» Texto dado:
◆ ◆ ◆ ◆

El chico que se suicidó y los tweets del odio y la imbecilidad (Agensur.info) |
Era cuestión de tiempo y oportunidad. Acaso porque el odio
es más rápido que el amor. El odio no necesita tiempo, se dispara en un
instante. El amor, en cambio, es una construcción. Y el tiempo es ingrediente
esencial de toda construcción. El odio es ciego, no necesita mirar ni conocer,
solo necesita un objeto sobre el cual dispararse. El amor es discernimiento,
encarna en un sujeto al cual se ha aprendido a conocer.
El odio es un rayo,
destruye y se esfuma. El amor es un árbol que crece desde las raíces. El odio
se expande en un instante, contagia, enciende pasiones oscuras, bajas. Se hace
colectivo. El amor mira a quien ama, lo reconoce, no puede ser colectivo ni
instantáneo porque ignoraría todo del otro.

◆ ◆ ◆ ◆

» Qué hacer:
1) Según el texto dado, ¿qué es un ingrediente esencial de toda construcción?
2) Anota todo lo que, según el texto dado, el odio no necesita.
3) Di si cada frase coincide con el texto dado: (a) El amor puede ser colectivo. (b) El odio es ciego. (c) El odio es más lento que el amor.

» Extracto de datos:
◆ ◆ ◆ ◆

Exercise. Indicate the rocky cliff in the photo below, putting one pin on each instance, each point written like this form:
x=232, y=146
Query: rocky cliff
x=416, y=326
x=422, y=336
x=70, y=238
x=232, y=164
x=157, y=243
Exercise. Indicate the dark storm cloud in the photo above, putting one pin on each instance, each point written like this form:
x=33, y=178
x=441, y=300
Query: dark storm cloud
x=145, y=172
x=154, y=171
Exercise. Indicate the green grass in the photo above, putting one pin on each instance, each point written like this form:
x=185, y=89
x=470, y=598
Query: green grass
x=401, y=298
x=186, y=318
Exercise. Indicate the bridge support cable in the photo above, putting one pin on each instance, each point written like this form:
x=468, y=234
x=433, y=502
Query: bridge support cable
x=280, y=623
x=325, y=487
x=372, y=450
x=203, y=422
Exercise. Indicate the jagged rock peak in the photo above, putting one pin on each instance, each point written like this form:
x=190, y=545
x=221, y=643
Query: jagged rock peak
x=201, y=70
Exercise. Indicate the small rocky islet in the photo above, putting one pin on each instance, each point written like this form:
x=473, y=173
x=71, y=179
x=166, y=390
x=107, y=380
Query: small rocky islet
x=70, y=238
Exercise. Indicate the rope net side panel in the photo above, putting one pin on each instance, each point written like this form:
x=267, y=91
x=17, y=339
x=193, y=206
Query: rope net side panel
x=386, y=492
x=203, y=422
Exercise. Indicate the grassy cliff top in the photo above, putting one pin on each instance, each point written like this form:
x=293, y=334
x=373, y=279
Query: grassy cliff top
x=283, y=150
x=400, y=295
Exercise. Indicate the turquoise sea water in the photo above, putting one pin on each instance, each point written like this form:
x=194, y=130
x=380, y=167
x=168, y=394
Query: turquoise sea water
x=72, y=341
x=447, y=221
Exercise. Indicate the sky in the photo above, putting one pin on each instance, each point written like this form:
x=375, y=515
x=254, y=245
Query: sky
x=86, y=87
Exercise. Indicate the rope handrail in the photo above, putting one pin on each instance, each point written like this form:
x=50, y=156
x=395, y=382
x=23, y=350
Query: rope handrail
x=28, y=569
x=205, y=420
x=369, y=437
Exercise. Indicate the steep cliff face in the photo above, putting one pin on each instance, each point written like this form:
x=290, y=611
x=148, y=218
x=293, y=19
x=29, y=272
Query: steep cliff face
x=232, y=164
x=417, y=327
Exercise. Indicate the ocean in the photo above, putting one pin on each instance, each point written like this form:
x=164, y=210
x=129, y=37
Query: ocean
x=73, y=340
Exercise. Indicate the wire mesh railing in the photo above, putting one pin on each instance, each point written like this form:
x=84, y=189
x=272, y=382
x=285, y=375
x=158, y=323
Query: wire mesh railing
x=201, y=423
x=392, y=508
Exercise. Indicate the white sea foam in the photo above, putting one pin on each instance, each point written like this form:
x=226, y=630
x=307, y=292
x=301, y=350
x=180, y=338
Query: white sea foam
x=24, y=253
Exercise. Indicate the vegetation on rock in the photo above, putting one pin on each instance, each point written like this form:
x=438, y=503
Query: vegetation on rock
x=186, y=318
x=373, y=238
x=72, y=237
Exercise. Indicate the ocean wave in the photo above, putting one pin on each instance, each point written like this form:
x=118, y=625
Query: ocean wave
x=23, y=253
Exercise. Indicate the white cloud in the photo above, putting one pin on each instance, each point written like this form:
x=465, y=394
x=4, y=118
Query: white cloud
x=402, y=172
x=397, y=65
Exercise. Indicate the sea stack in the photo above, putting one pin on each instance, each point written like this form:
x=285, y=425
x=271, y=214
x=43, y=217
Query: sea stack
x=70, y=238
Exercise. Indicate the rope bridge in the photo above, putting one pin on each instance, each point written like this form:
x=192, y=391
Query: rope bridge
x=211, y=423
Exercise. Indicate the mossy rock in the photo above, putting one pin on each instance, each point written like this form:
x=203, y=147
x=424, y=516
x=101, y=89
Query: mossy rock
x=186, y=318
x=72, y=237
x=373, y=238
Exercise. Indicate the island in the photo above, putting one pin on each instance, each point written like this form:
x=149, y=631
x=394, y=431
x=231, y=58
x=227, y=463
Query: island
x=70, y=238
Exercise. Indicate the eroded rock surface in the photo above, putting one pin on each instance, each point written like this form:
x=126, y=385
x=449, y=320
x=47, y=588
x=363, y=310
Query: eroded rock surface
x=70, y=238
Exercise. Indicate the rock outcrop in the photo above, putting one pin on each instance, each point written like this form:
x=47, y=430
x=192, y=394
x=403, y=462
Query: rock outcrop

◆ ◆ ◆ ◆

» Respuestas:
1) El tiempo.

2) Tiempo, mirar y conocer.

3)
(a) No: «no puede ser colectivo ni instantáneo».
(b) Sí: «El odio es ciego».
(c) No: «el odio es más rápido que el amor».